▸ **Metin alıntısı**:
__________

Güçlü bir devlet, sadece güvenliğin değil, toplumun genel refahının sağlanması için de zorunludur. Bu gücünü, geleceğinden emin ve huzurlu, insanca yaşama standardını yurttaşlarına verebilen devletler güçlüdür. Zayıf bir devlet, toplumun içindeki bazı çıkar çevrelerinin etkisi altında kalır ve yine toplumun geneli bundan zarar görür. Dolayısıyla bir toplumun içindeki her bireyin, güçlü bir devlet mekanizmasına taraftar olması gerekir. Her bireyin, devletin güçlenmesi için çaba harcaması, devletin zayıflamasına yönelik eylemlere karşı da tavır alması gerekir. Kısacası; devletine sahip çıkması gerekir.
Güçlü devlet olma kriterlerinin günümüzde; ekonomik, askeri, eğitimli insan kaynağı ve jeopolitik konum olarak belirlendiğini görmekteyiz. Bu kriterlerin hepsine sahip olduğunuz zaman, dünyaya yön veren devletler sınıfına giriyorsunuz.

__________

▸ **Yapılacak işler**:
1: Güçlü devlet konulu metnin "Güçlü bir devlet, sadece" ile başlayıp "devletler sınıfına giriyorsunuz." ile biten bölümünü harfi harfine yeniden yazın.
2: Lütfen güçlü devlet konulu metni son cümlesinden itibaren sürdürün.

▸ **Kayıtlar**:
__________

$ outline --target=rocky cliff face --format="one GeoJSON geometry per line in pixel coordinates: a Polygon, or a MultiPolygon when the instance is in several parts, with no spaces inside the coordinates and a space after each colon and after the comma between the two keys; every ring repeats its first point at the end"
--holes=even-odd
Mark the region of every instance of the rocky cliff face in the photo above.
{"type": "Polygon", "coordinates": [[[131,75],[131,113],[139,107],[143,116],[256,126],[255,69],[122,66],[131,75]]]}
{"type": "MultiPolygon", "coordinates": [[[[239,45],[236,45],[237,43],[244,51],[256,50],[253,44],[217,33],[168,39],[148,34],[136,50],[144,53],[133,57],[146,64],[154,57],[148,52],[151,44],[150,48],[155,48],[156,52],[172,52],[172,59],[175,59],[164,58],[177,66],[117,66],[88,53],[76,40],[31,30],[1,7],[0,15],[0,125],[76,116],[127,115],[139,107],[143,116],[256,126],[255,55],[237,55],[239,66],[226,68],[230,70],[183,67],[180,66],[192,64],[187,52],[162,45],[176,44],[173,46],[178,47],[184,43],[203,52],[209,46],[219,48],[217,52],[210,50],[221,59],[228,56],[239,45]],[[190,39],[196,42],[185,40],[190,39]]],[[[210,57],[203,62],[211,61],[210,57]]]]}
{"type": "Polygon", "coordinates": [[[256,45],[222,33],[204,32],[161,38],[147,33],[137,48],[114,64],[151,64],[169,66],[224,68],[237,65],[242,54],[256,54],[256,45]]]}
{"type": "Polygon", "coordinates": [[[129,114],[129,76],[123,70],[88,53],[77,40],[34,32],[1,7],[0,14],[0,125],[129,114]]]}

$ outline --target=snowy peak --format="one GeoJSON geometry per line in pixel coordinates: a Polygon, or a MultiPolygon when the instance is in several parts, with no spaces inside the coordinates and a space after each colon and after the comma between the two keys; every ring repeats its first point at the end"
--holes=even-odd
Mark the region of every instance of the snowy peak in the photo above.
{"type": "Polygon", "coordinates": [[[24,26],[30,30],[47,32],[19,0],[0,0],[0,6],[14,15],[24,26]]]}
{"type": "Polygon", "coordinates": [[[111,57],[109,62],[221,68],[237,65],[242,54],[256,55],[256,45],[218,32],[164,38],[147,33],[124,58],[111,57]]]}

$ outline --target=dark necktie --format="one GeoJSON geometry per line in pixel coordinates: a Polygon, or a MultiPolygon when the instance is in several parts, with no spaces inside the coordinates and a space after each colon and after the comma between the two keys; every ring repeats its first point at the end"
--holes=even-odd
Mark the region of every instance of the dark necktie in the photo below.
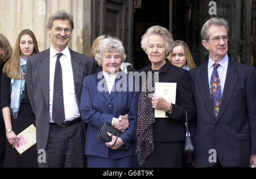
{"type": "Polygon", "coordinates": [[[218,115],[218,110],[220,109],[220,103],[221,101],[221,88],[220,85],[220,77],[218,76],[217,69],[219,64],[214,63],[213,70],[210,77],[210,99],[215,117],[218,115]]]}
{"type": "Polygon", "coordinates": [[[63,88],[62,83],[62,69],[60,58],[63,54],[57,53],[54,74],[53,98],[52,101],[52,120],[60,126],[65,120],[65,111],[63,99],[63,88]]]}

__________

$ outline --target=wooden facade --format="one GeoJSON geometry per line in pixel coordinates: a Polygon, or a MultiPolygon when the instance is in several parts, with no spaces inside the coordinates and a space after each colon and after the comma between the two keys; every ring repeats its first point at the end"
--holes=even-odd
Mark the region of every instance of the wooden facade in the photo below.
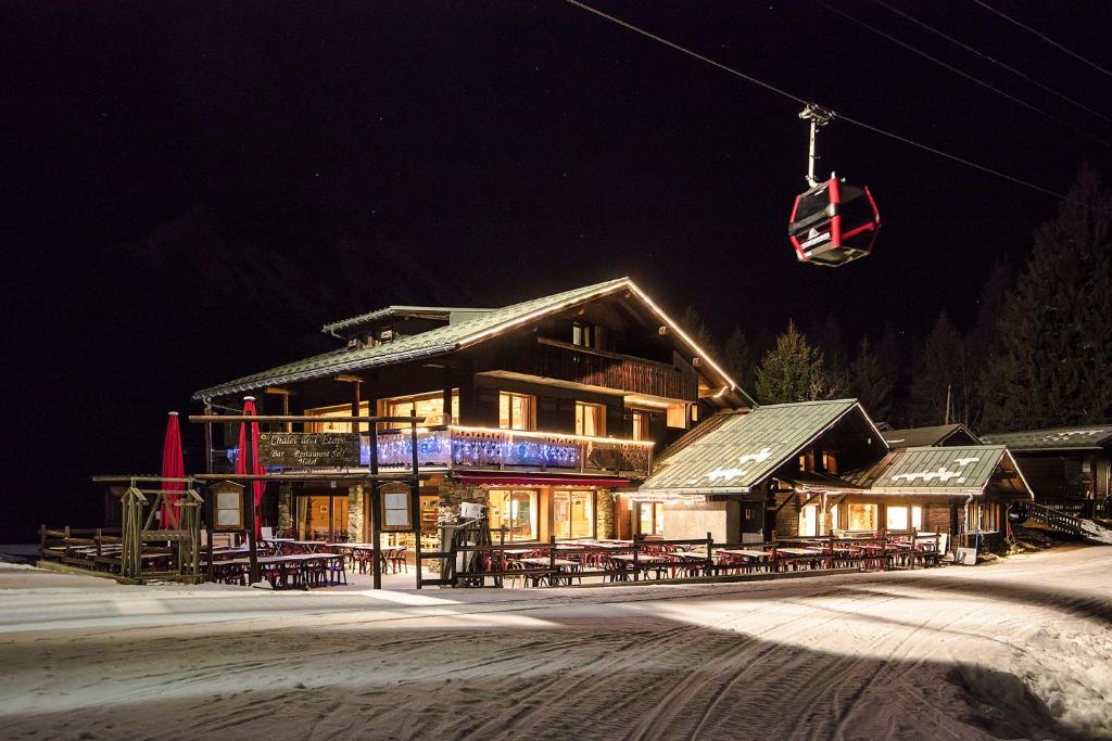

__________

▸ **Beklenen yanıtlar**:
1:
Güçlü bir devlet, sadece güvenliğin değil, toplumun genel refahının sağlanması için de zorunludur. Bu gücünü, geleceğinden emin ve huzurlu, insanca yaşama standardını yurttaşlarına verebilen devletler güçlüdür. Zayıf bir devlet, toplumun içindeki bazı çıkar çevrelerinin etkisi altında kalır ve yine toplumun geneli bundan zarar görür. Dolayısıyla bir toplumun içindeki her bireyin, güçlü bir devlet mekanizmasına taraftar olması gerekir. Her bireyin, devletin güçlenmesi için çaba harcaması, devletin zayıflamasına yönelik eylemlere karşı da tavır alması gerekir. Kısacası; devletine sahip çıkması gerekir.
Güçlü devlet olma kriterlerinin günümüzde; ekonomik, askeri, eğitimli insan kaynağı ve jeopolitik konum olarak belirlendiğini görmekteyiz. Bu kriterlerin hepsine sahip olduğunuz zaman, dünyaya yön veren devletler sınıfına giriyorsunuz.

2:
Günümüzde ülkemizin hareketli bir dönemden geçtiğini görmekteyiz. Bir yanda ülke içinden gelen üzücü terör haberleri, diğer tarafta komşu ülkelerin içinde bulunduğu kaos, burnumuzun dibinde bayır bucak Türkmenlerin yaşam mücadeleleri gibi konular Türkiye’nin gündemini meşgul etmektedir.
Her şeyden önce şunun altını çizmekte yarar bulunmaktadır; Türkiye içerde ve dışarda yaşanan tüm bu sorunları aşabilecek güce, bilgi birikimine ve kaynağa sahiptir. Ancak sorunların aşılması için öncelikle ekonominin güçlü olması gerekmektedir. Güçlü bir ekonomi ile bu sıkıntılar daha rahat aşılabilecektir. Çünkü ekonomi güçlüyse, devlet de güçlü olacaktır.
Tarihimize baktığımızda, kitaplar arasına sıkışmış bilgiler aslında bize birey olarak birçok mesajda vermektedir.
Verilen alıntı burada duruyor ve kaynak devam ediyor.